## GIVEN REQUEST
Repeat the lines verbatim, beginning with the line that contains "Basketball play breakdown — mark the white wedding" and continuing through the last of the rows. Leave the pictures out of your answer.

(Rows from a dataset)
━━━━━━

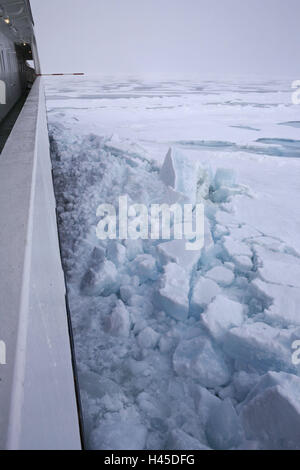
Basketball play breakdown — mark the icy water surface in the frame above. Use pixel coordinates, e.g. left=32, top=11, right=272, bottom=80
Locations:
left=46, top=77, right=300, bottom=450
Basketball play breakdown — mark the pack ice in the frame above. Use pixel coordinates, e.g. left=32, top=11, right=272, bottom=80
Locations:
left=50, top=104, right=300, bottom=450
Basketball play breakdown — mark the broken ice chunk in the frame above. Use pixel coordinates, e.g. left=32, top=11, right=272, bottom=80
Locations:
left=137, top=326, right=159, bottom=349
left=104, top=300, right=130, bottom=337
left=160, top=148, right=197, bottom=204
left=206, top=266, right=234, bottom=287
left=191, top=277, right=221, bottom=314
left=166, top=429, right=210, bottom=450
left=206, top=398, right=243, bottom=450
left=173, top=337, right=230, bottom=388
left=157, top=239, right=201, bottom=273
left=240, top=372, right=300, bottom=450
left=132, top=254, right=158, bottom=282
left=224, top=322, right=299, bottom=372
left=156, top=263, right=190, bottom=320
left=107, top=240, right=126, bottom=266
left=224, top=236, right=253, bottom=258
left=89, top=408, right=147, bottom=450
left=255, top=246, right=300, bottom=287
left=124, top=238, right=144, bottom=261
left=80, top=260, right=119, bottom=296
left=201, top=295, right=244, bottom=340
left=89, top=246, right=106, bottom=271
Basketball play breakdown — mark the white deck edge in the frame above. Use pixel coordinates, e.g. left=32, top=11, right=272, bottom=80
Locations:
left=0, top=78, right=81, bottom=450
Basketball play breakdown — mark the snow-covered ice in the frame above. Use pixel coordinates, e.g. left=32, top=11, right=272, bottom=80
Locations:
left=46, top=77, right=300, bottom=450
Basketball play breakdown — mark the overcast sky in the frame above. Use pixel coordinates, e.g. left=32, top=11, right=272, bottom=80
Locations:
left=31, top=0, right=300, bottom=78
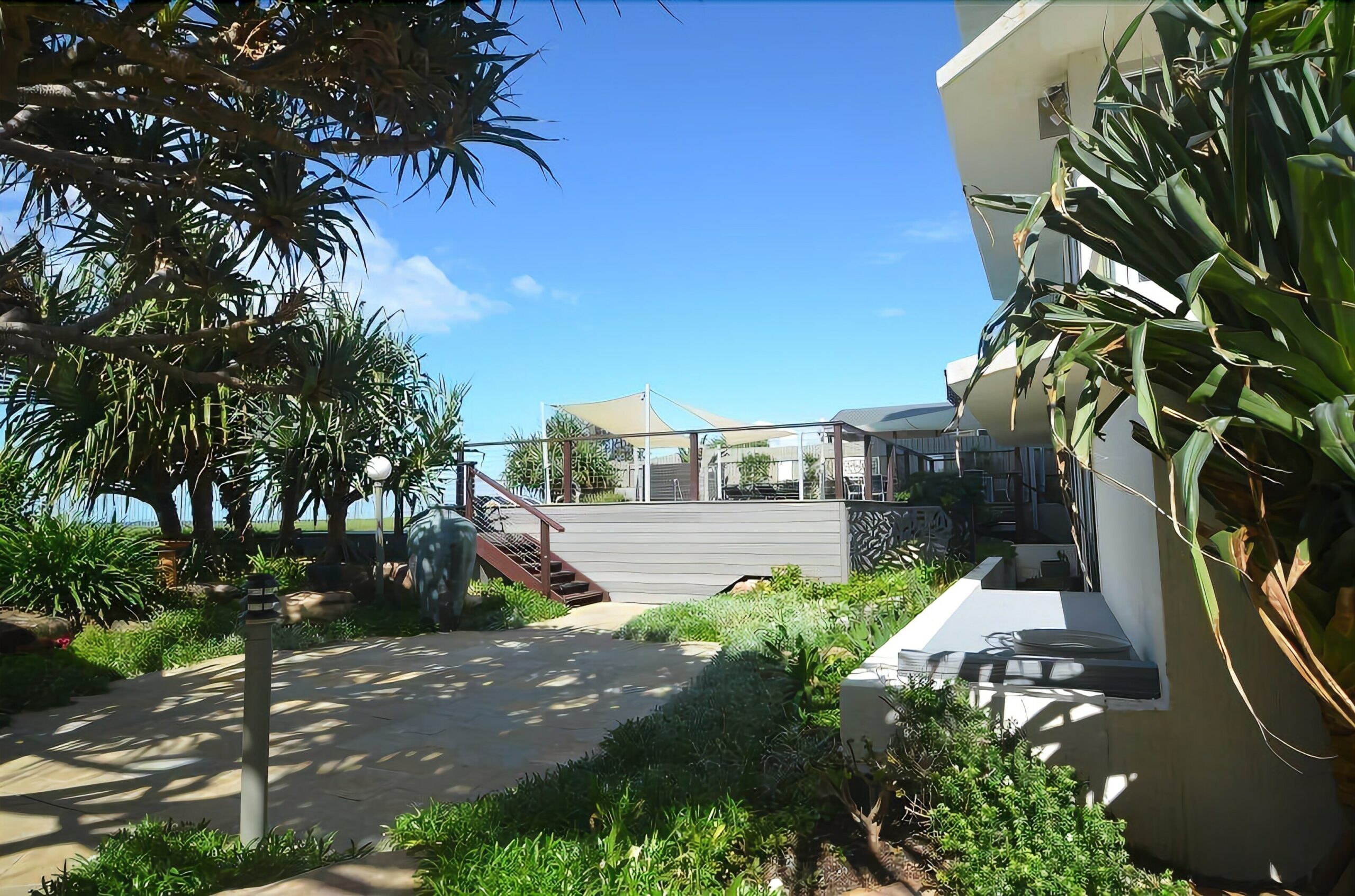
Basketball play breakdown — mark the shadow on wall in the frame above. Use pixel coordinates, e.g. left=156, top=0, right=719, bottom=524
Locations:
left=993, top=550, right=1345, bottom=882
left=0, top=626, right=706, bottom=888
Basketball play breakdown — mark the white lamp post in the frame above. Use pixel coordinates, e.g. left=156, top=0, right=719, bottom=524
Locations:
left=366, top=454, right=390, bottom=601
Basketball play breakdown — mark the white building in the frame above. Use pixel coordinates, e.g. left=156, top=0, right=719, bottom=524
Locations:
left=843, top=0, right=1345, bottom=881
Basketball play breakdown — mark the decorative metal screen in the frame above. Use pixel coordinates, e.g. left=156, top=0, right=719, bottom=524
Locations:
left=847, top=503, right=954, bottom=571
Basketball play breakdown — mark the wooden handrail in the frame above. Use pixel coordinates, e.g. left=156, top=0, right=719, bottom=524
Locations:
left=464, top=420, right=883, bottom=450
left=470, top=465, right=565, bottom=531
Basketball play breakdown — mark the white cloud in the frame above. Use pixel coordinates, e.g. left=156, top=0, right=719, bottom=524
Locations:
left=867, top=213, right=973, bottom=264
left=508, top=274, right=579, bottom=305
left=343, top=230, right=511, bottom=333
left=508, top=274, right=546, bottom=298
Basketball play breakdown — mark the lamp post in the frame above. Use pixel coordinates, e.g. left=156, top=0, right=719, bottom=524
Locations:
left=366, top=454, right=390, bottom=601
left=240, top=573, right=278, bottom=843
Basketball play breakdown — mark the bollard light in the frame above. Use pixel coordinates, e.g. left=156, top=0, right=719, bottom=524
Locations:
left=366, top=454, right=392, bottom=601
left=240, top=573, right=281, bottom=843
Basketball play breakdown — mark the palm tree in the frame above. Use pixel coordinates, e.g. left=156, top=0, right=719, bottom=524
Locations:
left=973, top=0, right=1355, bottom=791
left=242, top=297, right=466, bottom=561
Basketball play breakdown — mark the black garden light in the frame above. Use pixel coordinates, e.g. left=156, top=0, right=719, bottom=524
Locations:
left=240, top=573, right=279, bottom=843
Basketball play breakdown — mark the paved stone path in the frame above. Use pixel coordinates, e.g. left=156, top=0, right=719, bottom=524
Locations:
left=0, top=603, right=716, bottom=896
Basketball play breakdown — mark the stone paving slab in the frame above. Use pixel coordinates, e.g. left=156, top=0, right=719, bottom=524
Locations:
left=0, top=603, right=717, bottom=896
left=218, top=853, right=419, bottom=896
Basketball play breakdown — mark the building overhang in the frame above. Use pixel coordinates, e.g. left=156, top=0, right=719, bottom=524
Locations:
left=946, top=346, right=1086, bottom=447
left=936, top=0, right=1161, bottom=300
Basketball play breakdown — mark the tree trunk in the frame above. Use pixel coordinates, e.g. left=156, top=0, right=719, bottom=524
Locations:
left=325, top=495, right=353, bottom=563
left=146, top=488, right=183, bottom=539
left=217, top=474, right=254, bottom=548
left=278, top=485, right=301, bottom=555
left=188, top=472, right=215, bottom=545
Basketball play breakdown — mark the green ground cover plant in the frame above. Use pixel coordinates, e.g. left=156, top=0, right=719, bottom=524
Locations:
left=0, top=573, right=568, bottom=724
left=0, top=515, right=160, bottom=621
left=32, top=819, right=367, bottom=896
left=460, top=579, right=569, bottom=632
left=617, top=564, right=955, bottom=649
left=888, top=681, right=1190, bottom=896
left=390, top=565, right=1187, bottom=896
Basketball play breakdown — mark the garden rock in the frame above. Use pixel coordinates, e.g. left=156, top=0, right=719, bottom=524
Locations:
left=279, top=591, right=358, bottom=622
left=0, top=610, right=72, bottom=641
left=0, top=610, right=70, bottom=654
left=175, top=582, right=244, bottom=603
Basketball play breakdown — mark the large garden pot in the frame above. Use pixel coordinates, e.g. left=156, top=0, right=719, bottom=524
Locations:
left=156, top=538, right=193, bottom=589
left=306, top=563, right=343, bottom=591
left=405, top=504, right=476, bottom=632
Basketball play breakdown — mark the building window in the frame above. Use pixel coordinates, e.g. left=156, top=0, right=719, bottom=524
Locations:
left=1036, top=84, right=1069, bottom=140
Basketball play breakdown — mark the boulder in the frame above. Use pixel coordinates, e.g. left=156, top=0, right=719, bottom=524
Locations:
left=0, top=610, right=72, bottom=654
left=174, top=582, right=244, bottom=603
left=278, top=591, right=358, bottom=622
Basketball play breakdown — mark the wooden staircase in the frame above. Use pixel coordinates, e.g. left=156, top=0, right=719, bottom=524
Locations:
left=476, top=531, right=611, bottom=607
left=462, top=464, right=611, bottom=607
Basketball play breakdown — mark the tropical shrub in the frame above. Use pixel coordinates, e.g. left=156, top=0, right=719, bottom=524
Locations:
left=972, top=0, right=1355, bottom=770
left=32, top=819, right=371, bottom=896
left=738, top=451, right=771, bottom=485
left=0, top=515, right=161, bottom=620
left=889, top=679, right=1190, bottom=896
left=579, top=492, right=626, bottom=504
left=0, top=649, right=118, bottom=725
left=249, top=550, right=310, bottom=594
left=460, top=579, right=569, bottom=630
left=503, top=411, right=617, bottom=500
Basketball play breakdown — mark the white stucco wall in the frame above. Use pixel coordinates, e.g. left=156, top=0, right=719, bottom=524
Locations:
left=1078, top=405, right=1344, bottom=881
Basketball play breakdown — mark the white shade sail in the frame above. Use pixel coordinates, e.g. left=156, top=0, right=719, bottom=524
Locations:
left=554, top=392, right=688, bottom=447
left=665, top=396, right=796, bottom=445
left=552, top=392, right=796, bottom=447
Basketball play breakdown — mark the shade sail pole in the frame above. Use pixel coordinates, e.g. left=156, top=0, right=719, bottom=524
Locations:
left=796, top=430, right=805, bottom=500
left=540, top=401, right=550, bottom=504
left=645, top=382, right=654, bottom=502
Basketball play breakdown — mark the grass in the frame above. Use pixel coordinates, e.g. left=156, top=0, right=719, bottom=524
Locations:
left=460, top=579, right=569, bottom=632
left=32, top=819, right=366, bottom=896
left=390, top=569, right=964, bottom=896
left=617, top=564, right=956, bottom=649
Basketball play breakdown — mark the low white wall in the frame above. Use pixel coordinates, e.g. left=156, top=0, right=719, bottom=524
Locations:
left=1016, top=544, right=1082, bottom=582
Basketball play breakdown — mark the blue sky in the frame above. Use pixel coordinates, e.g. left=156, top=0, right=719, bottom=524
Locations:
left=344, top=2, right=993, bottom=440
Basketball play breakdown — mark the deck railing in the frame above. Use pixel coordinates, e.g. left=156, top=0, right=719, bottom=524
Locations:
left=457, top=461, right=565, bottom=596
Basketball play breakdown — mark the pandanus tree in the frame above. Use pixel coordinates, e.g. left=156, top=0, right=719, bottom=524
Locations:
left=246, top=297, right=466, bottom=561
left=504, top=411, right=617, bottom=500
left=972, top=0, right=1355, bottom=804
left=0, top=0, right=545, bottom=382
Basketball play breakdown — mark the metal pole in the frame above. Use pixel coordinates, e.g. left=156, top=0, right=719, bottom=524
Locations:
left=371, top=483, right=386, bottom=601
left=645, top=382, right=653, bottom=502
left=240, top=575, right=278, bottom=843
left=540, top=401, right=550, bottom=504
left=796, top=430, right=805, bottom=500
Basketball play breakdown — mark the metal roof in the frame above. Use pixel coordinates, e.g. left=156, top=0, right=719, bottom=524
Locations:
left=832, top=401, right=981, bottom=435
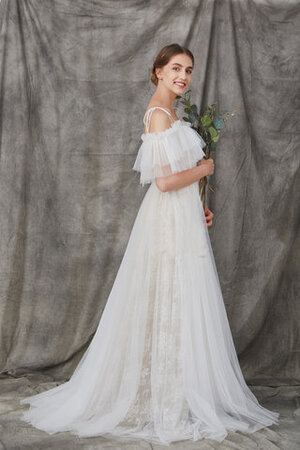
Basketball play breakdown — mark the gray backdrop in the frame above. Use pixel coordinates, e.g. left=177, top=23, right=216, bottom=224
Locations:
left=0, top=0, right=300, bottom=448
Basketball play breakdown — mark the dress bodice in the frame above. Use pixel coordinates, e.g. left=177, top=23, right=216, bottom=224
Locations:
left=132, top=106, right=206, bottom=185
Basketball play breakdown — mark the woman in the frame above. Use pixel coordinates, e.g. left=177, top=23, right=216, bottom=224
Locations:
left=21, top=44, right=279, bottom=445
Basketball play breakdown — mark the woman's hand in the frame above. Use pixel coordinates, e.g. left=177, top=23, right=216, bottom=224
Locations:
left=204, top=205, right=214, bottom=227
left=200, top=158, right=215, bottom=176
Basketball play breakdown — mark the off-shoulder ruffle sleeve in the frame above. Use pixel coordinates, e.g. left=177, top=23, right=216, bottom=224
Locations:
left=132, top=120, right=206, bottom=185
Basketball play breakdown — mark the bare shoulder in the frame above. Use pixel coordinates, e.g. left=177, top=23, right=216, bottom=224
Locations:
left=149, top=109, right=171, bottom=133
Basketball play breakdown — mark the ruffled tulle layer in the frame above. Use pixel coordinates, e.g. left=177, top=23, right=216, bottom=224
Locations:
left=21, top=183, right=279, bottom=445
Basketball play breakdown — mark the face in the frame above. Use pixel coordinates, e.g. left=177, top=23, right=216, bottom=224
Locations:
left=156, top=53, right=193, bottom=95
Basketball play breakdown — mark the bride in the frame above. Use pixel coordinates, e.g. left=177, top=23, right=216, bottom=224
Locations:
left=21, top=44, right=279, bottom=445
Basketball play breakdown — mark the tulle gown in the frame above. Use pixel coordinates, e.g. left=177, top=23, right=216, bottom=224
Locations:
left=21, top=107, right=279, bottom=446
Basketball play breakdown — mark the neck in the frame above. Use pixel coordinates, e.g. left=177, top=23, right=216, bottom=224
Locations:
left=152, top=82, right=177, bottom=111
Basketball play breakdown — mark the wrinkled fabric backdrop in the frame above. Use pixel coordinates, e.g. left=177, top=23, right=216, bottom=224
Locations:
left=0, top=0, right=300, bottom=386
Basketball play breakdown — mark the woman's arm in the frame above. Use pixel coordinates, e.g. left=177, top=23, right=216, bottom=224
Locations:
left=155, top=164, right=208, bottom=192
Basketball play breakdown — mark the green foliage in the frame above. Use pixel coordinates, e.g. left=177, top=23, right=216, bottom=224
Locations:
left=176, top=89, right=235, bottom=205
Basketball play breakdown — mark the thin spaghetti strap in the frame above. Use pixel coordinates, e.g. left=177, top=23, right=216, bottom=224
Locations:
left=143, top=106, right=175, bottom=133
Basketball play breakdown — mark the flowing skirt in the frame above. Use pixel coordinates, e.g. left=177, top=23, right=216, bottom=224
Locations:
left=21, top=182, right=279, bottom=445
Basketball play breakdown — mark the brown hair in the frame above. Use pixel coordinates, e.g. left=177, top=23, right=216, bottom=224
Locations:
left=151, top=44, right=194, bottom=86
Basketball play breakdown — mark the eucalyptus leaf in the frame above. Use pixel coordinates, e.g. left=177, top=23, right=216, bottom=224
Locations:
left=191, top=103, right=198, bottom=114
left=189, top=113, right=197, bottom=123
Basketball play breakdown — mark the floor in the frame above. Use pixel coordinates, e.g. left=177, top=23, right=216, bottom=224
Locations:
left=0, top=375, right=300, bottom=450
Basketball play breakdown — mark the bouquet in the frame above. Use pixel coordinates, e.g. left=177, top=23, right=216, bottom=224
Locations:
left=176, top=89, right=237, bottom=209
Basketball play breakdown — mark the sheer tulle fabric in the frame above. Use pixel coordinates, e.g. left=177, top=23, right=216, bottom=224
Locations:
left=133, top=120, right=206, bottom=185
left=21, top=121, right=279, bottom=445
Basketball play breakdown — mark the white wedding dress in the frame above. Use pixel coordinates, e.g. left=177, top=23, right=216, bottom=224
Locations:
left=21, top=107, right=279, bottom=445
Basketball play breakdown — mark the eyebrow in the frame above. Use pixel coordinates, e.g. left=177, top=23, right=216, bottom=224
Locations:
left=173, top=63, right=193, bottom=69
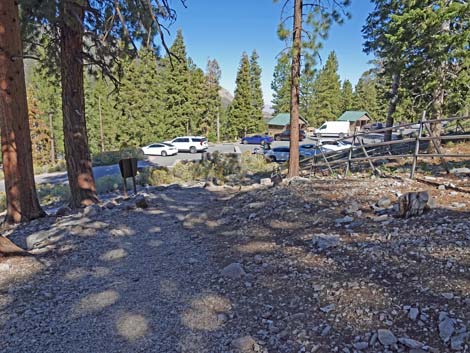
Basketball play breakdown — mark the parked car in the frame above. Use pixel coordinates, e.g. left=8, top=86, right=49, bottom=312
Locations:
left=274, top=130, right=307, bottom=141
left=242, top=135, right=273, bottom=145
left=321, top=140, right=352, bottom=151
left=264, top=146, right=310, bottom=162
left=315, top=121, right=350, bottom=138
left=165, top=136, right=209, bottom=153
left=362, top=123, right=385, bottom=132
left=142, top=142, right=178, bottom=157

━━━━━━

## FULL SOLUTION
Basketball play breakdown — mark the white wedding dress in the frame above. Use pixel coordinates, e.g. left=177, top=23, right=216, bottom=224
Locations:
left=21, top=107, right=279, bottom=445
Basketball play breakdown — mark the eyebrow in the frame above. Use pixel coordinates, e.g. left=177, top=23, right=216, bottom=224
Locations:
left=173, top=63, right=193, bottom=69
Basketball play breakdown — mark the parked car in the frame above. Use pixel coordinates, e.g. left=8, top=86, right=49, bottom=312
Locations:
left=274, top=130, right=307, bottom=141
left=242, top=135, right=273, bottom=145
left=321, top=140, right=352, bottom=151
left=264, top=146, right=310, bottom=162
left=315, top=121, right=350, bottom=138
left=165, top=136, right=209, bottom=153
left=362, top=123, right=385, bottom=132
left=142, top=142, right=178, bottom=157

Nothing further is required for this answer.